What is required =
Skip the pictures, please, and write out exactly every line from the one containing "Target: church spire" through the end of the listing below.

Input for this task =
- - -
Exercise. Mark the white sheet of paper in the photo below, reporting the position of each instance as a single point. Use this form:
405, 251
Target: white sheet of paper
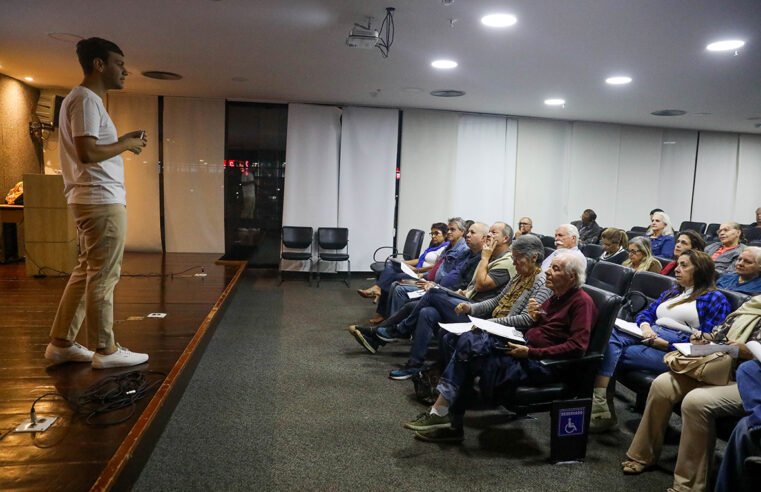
457, 328
415, 294
709, 348
503, 331
628, 327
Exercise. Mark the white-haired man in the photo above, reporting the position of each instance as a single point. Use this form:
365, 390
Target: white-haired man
566, 239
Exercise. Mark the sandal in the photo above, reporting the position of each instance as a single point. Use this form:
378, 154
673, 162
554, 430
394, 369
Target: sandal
632, 467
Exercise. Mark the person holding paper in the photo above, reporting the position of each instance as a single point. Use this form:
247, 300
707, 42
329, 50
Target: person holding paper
561, 328
701, 404
747, 275
693, 304
422, 264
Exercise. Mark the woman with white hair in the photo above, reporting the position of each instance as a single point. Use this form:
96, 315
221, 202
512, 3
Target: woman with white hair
661, 235
747, 275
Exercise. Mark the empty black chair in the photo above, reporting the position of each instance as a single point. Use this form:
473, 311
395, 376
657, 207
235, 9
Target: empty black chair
711, 232
611, 277
548, 241
593, 251
296, 238
579, 373
699, 227
411, 250
336, 239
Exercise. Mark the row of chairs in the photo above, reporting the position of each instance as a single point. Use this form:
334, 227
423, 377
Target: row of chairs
332, 246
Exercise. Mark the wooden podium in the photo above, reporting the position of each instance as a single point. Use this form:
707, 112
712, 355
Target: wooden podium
49, 228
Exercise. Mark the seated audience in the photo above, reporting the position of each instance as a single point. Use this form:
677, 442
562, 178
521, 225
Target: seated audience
693, 304
422, 264
661, 235
747, 276
493, 270
566, 239
445, 271
613, 242
640, 257
525, 225
589, 230
701, 404
728, 249
561, 328
686, 240
744, 446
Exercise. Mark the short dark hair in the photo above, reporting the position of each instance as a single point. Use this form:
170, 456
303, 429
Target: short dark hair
91, 48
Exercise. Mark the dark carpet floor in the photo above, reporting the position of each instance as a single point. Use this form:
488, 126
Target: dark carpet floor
285, 399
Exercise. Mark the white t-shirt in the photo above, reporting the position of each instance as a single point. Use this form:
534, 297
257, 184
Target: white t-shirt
97, 183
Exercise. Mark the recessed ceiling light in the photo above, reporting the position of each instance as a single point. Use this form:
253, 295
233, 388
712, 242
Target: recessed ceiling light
161, 75
668, 112
444, 64
726, 45
448, 93
618, 80
499, 20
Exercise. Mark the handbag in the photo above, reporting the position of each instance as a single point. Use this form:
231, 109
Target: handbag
714, 369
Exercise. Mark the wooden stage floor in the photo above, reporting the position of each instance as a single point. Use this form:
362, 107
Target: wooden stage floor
72, 454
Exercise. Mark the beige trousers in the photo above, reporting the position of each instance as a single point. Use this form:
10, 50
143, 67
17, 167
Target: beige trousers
701, 405
89, 294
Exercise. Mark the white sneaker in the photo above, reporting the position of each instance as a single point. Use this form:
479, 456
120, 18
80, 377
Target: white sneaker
75, 353
121, 358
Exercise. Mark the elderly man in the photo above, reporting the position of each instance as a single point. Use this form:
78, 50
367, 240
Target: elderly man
562, 328
493, 269
566, 238
589, 230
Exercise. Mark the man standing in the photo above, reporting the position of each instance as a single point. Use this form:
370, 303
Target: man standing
93, 175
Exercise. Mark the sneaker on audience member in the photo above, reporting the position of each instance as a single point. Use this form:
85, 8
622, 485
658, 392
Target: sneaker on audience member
365, 338
75, 353
428, 421
448, 435
389, 334
121, 358
405, 372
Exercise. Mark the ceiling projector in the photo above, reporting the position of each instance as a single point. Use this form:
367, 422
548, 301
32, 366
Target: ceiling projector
362, 37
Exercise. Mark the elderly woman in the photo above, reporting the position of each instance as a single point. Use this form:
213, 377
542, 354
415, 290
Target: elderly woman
424, 263
686, 240
661, 235
693, 304
701, 405
561, 328
613, 242
640, 256
747, 276
728, 249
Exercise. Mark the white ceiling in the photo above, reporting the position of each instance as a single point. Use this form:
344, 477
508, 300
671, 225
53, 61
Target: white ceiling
294, 51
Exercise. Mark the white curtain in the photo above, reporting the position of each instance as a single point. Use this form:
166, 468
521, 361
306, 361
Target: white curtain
134, 112
311, 170
715, 177
543, 166
747, 196
429, 150
484, 174
194, 140
367, 181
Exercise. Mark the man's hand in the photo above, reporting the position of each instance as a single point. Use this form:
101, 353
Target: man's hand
517, 351
462, 308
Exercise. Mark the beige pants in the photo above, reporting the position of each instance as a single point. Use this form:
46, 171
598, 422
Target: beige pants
701, 405
101, 230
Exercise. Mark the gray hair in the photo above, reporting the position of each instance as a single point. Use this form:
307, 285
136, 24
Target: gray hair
457, 222
529, 246
574, 265
571, 229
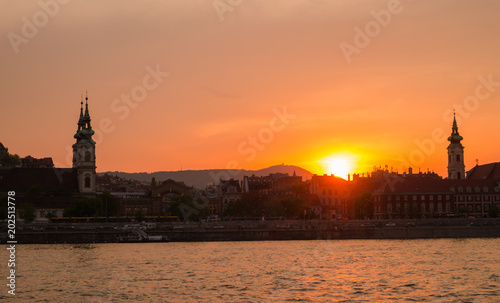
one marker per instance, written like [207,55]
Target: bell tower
[84,152]
[456,166]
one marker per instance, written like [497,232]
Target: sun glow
[340,164]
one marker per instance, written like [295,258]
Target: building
[456,166]
[273,184]
[228,191]
[84,160]
[333,194]
[51,189]
[425,196]
[3,150]
[29,161]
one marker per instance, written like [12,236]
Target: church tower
[84,152]
[456,166]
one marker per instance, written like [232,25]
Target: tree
[363,206]
[28,212]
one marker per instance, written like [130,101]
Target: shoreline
[198,235]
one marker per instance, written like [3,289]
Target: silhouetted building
[84,152]
[229,191]
[3,150]
[29,161]
[486,171]
[456,166]
[274,184]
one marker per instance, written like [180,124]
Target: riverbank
[258,231]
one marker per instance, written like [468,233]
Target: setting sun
[339,164]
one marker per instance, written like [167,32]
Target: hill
[202,178]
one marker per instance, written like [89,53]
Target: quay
[262,231]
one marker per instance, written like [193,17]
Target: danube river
[437,270]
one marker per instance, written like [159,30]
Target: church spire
[455,136]
[87,115]
[456,166]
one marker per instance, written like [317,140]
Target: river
[434,270]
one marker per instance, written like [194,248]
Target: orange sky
[232,67]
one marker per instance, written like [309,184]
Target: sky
[331,86]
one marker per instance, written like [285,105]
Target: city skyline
[201,86]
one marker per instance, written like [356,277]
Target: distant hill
[201,178]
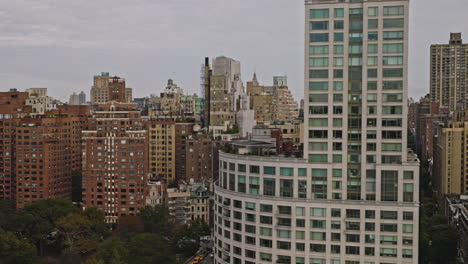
- - -
Solution for this exercise =
Target: church spire
[455,136]
[87,115]
[456,166]
one marker per instance, written like [317,140]
Target: river
[434,270]
one marker per instance, written like [194,248]
Target: orange sky
[232,67]
one marker per instance, written like [309,184]
Target: sky
[331,86]
one marker per instance, written like [285,105]
Target: city skyline
[201,86]
one marker per instance, written like [356,277]
Target: distant hill
[201,178]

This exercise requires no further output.